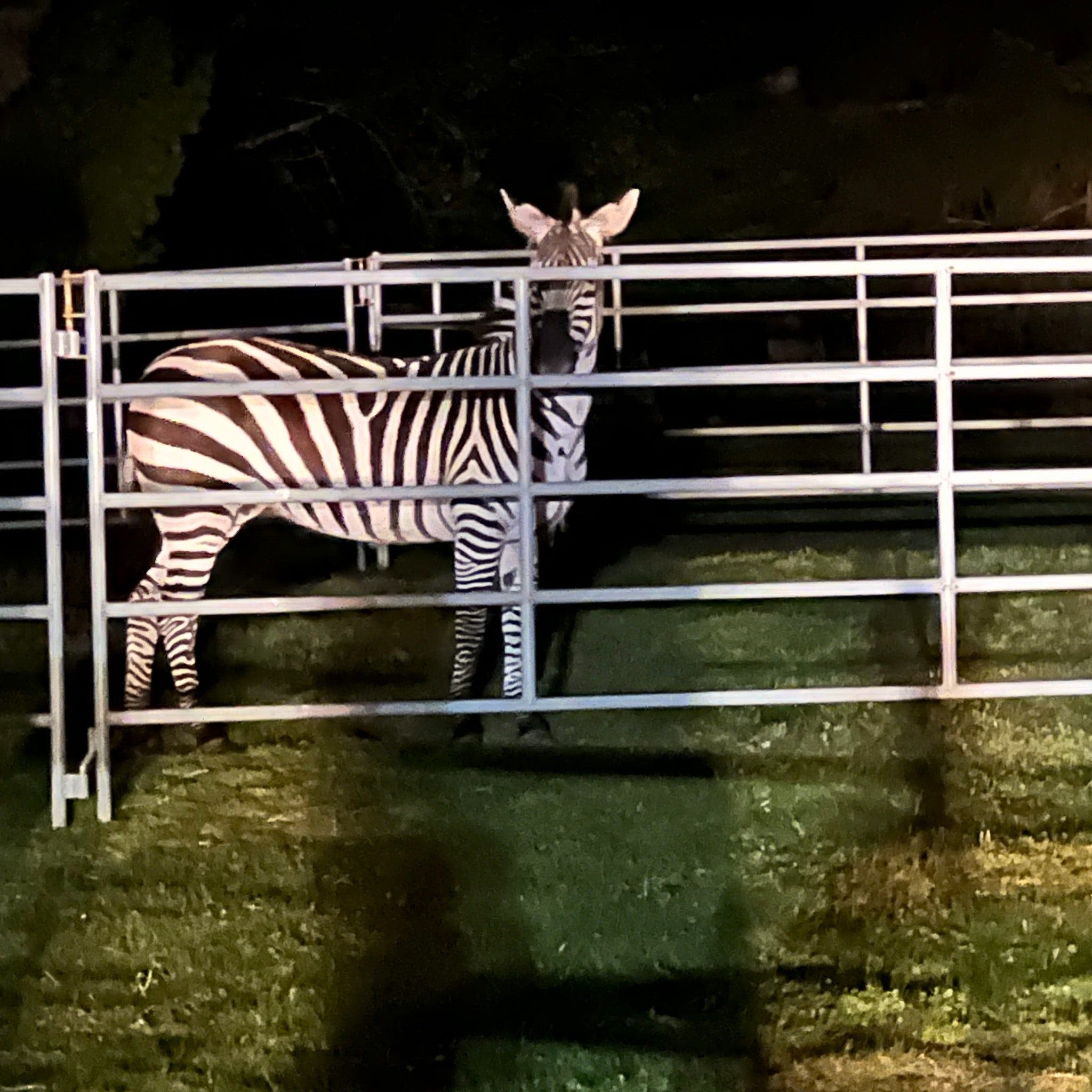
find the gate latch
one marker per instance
(67, 341)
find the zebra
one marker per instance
(383, 438)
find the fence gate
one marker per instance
(935, 287)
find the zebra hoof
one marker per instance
(533, 731)
(469, 731)
(208, 738)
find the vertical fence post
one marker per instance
(437, 309)
(616, 305)
(97, 527)
(863, 392)
(52, 488)
(119, 437)
(527, 502)
(946, 467)
(375, 306)
(350, 310)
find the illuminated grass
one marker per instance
(322, 912)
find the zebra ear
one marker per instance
(528, 220)
(612, 219)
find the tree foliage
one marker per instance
(94, 140)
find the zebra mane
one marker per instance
(571, 202)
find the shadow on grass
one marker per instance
(401, 1015)
(569, 761)
(29, 903)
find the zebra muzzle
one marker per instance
(555, 350)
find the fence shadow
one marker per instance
(446, 991)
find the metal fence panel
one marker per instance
(356, 281)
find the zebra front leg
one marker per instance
(480, 531)
(470, 632)
(142, 636)
(179, 639)
(531, 727)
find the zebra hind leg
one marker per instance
(191, 542)
(532, 729)
(470, 633)
(142, 637)
(179, 639)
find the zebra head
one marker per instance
(567, 316)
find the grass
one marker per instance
(854, 896)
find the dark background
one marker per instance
(180, 134)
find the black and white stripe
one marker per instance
(383, 438)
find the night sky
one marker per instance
(141, 133)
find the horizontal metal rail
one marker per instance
(986, 425)
(898, 372)
(733, 246)
(698, 699)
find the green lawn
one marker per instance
(863, 897)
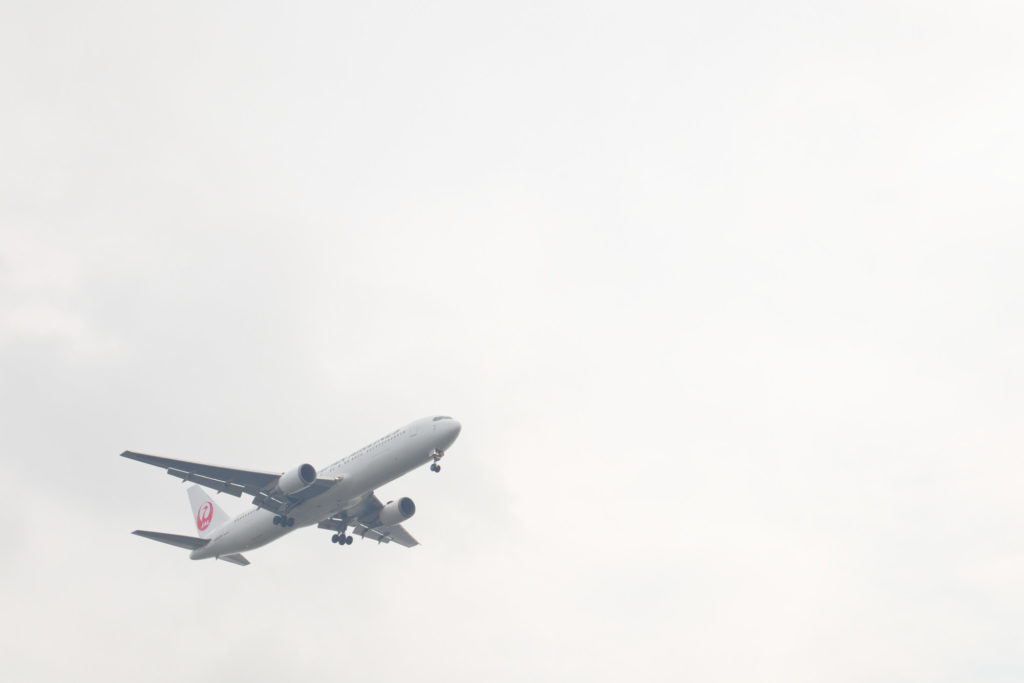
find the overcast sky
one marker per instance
(727, 297)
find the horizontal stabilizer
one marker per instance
(186, 542)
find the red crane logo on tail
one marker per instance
(205, 516)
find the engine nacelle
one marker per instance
(298, 479)
(396, 512)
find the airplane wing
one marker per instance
(261, 485)
(363, 516)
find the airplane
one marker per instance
(338, 497)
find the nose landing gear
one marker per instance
(342, 540)
(436, 455)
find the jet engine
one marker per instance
(298, 479)
(396, 512)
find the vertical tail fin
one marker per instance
(206, 515)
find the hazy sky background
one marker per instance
(727, 297)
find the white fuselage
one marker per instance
(357, 474)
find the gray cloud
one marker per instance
(726, 298)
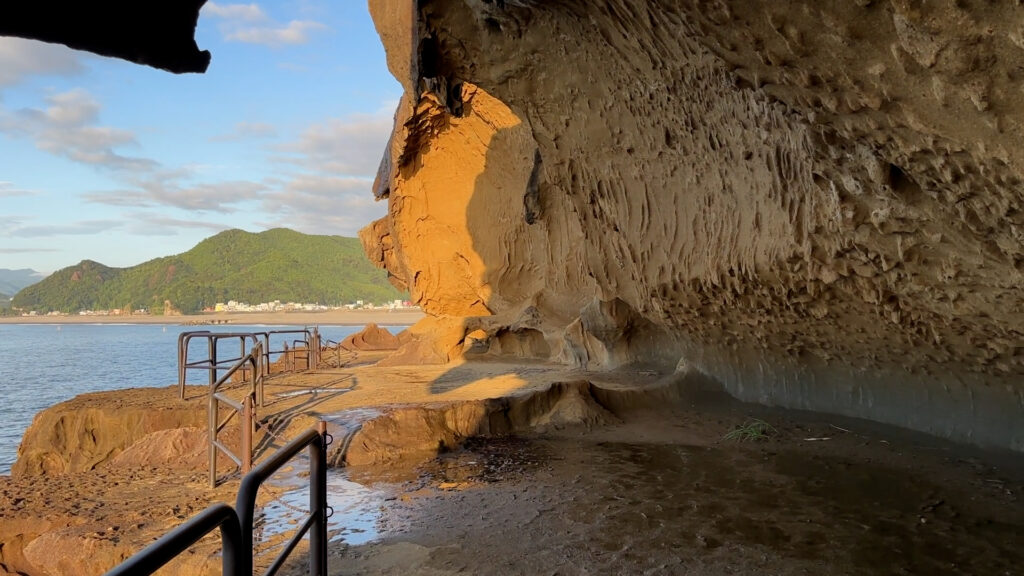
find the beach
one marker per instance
(334, 317)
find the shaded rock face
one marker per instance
(817, 205)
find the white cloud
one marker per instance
(68, 126)
(7, 190)
(296, 32)
(20, 58)
(27, 251)
(248, 130)
(83, 228)
(245, 12)
(343, 147)
(146, 223)
(323, 204)
(250, 25)
(216, 197)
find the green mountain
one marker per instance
(276, 264)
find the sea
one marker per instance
(44, 364)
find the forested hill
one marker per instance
(276, 264)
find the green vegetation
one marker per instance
(752, 429)
(276, 264)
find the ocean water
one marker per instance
(44, 364)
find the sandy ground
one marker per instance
(337, 318)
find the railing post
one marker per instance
(212, 346)
(247, 434)
(182, 359)
(214, 418)
(317, 503)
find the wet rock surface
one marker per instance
(816, 204)
(644, 498)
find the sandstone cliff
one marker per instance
(819, 205)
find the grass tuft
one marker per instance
(753, 429)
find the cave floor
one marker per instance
(664, 493)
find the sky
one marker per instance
(107, 160)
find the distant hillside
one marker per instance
(235, 264)
(13, 280)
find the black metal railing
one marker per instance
(314, 524)
(237, 524)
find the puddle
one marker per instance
(354, 521)
(309, 392)
(357, 506)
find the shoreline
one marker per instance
(329, 318)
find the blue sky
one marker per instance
(120, 163)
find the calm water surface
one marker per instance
(44, 364)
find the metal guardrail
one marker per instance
(237, 525)
(309, 341)
(252, 364)
(315, 523)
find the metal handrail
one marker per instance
(315, 523)
(170, 545)
(245, 409)
(214, 365)
(237, 524)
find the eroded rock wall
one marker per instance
(817, 204)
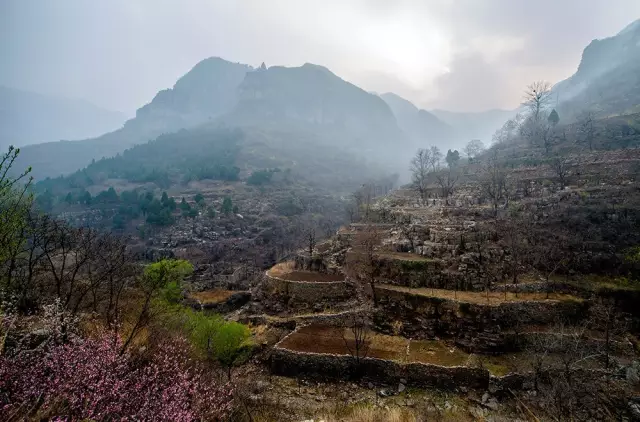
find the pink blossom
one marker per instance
(88, 379)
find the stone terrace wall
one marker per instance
(305, 294)
(328, 366)
(476, 328)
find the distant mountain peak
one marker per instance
(632, 27)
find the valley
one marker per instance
(275, 243)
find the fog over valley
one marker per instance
(354, 211)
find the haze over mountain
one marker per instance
(419, 125)
(608, 77)
(311, 99)
(29, 118)
(216, 92)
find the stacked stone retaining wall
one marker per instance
(476, 328)
(305, 294)
(330, 366)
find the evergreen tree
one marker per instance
(452, 158)
(227, 205)
(553, 117)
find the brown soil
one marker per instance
(286, 272)
(404, 256)
(212, 296)
(436, 352)
(481, 298)
(330, 340)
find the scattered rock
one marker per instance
(485, 397)
(634, 408)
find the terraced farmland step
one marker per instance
(480, 298)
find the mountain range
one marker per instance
(30, 118)
(607, 80)
(313, 102)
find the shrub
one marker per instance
(90, 379)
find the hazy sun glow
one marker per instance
(414, 53)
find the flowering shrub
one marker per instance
(89, 379)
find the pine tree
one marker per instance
(553, 117)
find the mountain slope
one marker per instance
(28, 118)
(422, 127)
(311, 97)
(204, 93)
(479, 125)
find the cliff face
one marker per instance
(422, 127)
(207, 91)
(312, 96)
(608, 77)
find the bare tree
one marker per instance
(509, 131)
(364, 263)
(536, 98)
(355, 334)
(309, 234)
(493, 181)
(474, 148)
(586, 127)
(513, 231)
(364, 199)
(608, 320)
(436, 158)
(420, 165)
(560, 166)
(408, 230)
(447, 180)
(548, 252)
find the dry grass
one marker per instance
(437, 353)
(212, 296)
(287, 271)
(404, 256)
(481, 298)
(373, 414)
(331, 340)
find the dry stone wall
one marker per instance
(476, 328)
(306, 294)
(329, 366)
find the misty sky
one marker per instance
(462, 55)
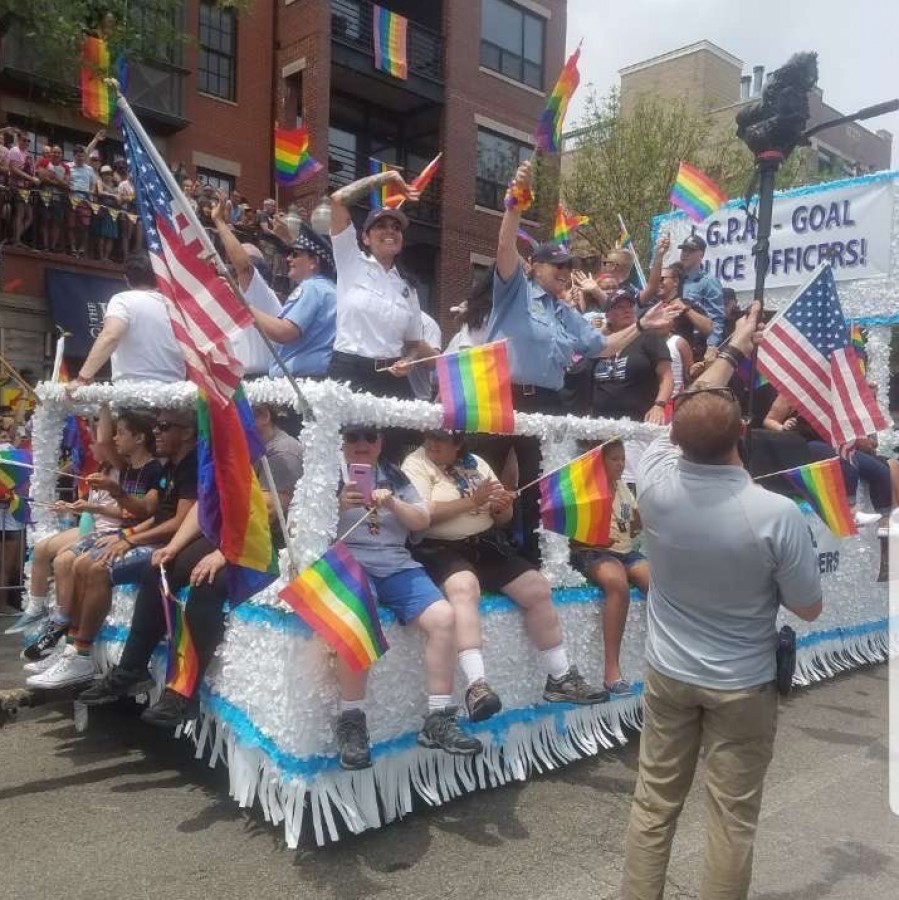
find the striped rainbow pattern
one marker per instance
(293, 164)
(389, 36)
(334, 598)
(548, 134)
(576, 500)
(695, 193)
(96, 98)
(231, 506)
(822, 486)
(475, 388)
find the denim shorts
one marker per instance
(407, 593)
(584, 560)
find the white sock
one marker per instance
(472, 664)
(439, 701)
(555, 661)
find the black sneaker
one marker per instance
(441, 731)
(571, 688)
(170, 710)
(481, 701)
(115, 684)
(352, 740)
(48, 637)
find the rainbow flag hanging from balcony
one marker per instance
(389, 38)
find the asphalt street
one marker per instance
(123, 811)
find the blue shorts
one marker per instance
(584, 560)
(407, 593)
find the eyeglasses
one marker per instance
(725, 393)
(353, 437)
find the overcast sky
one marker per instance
(857, 42)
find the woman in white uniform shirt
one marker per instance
(378, 316)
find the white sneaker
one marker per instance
(41, 665)
(68, 670)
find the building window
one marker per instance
(498, 158)
(217, 180)
(512, 42)
(217, 64)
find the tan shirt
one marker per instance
(432, 483)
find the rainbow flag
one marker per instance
(389, 38)
(333, 596)
(475, 388)
(576, 500)
(231, 507)
(548, 134)
(293, 164)
(565, 226)
(97, 100)
(695, 193)
(822, 486)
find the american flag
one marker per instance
(808, 356)
(204, 311)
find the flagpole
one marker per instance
(172, 184)
(524, 487)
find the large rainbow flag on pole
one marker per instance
(232, 510)
(548, 134)
(334, 598)
(475, 388)
(576, 500)
(293, 164)
(822, 486)
(695, 193)
(389, 39)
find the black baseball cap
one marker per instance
(694, 242)
(552, 253)
(377, 214)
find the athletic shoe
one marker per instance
(169, 711)
(31, 615)
(571, 688)
(481, 701)
(41, 665)
(352, 740)
(68, 670)
(47, 638)
(115, 684)
(441, 731)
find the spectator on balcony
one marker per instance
(83, 184)
(378, 314)
(137, 337)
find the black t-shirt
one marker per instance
(177, 482)
(625, 385)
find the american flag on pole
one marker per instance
(204, 311)
(808, 356)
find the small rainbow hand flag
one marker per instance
(822, 486)
(548, 134)
(475, 388)
(333, 597)
(576, 500)
(565, 226)
(293, 164)
(97, 100)
(389, 38)
(695, 193)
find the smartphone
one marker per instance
(362, 475)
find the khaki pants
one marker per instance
(736, 730)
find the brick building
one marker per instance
(479, 71)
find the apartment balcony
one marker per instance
(353, 55)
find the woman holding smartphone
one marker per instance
(393, 509)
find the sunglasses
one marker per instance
(353, 437)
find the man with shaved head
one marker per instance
(711, 632)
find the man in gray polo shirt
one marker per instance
(711, 632)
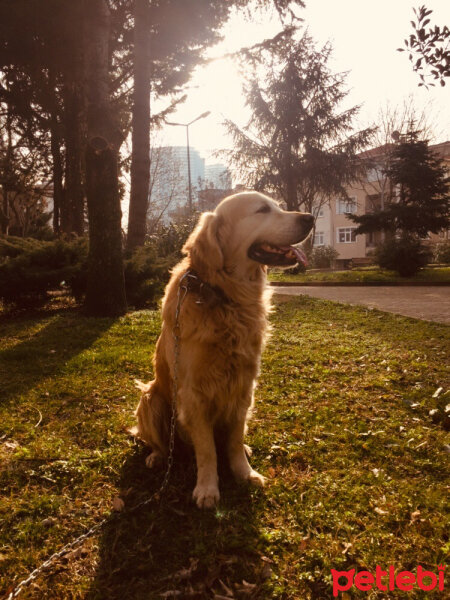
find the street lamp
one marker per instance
(202, 116)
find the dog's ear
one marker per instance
(203, 245)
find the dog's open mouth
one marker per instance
(278, 256)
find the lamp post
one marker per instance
(202, 116)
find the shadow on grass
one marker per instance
(173, 546)
(47, 351)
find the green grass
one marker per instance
(364, 275)
(356, 468)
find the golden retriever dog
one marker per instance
(222, 327)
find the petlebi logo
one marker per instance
(388, 580)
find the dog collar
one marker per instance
(210, 295)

:::

__Aim__. Rewrite the part of the records that opens with the line containing "find the golden retriever dog" and closes at the end of the records, replacing "dog collar" with "pet collar" and leaving everything else unchanged.

__Task solution__.
find the golden retriever dog
one marker per instance
(222, 327)
find the petlebi logo
one marker per instance
(388, 580)
find the pet collar
one marker per instance
(210, 295)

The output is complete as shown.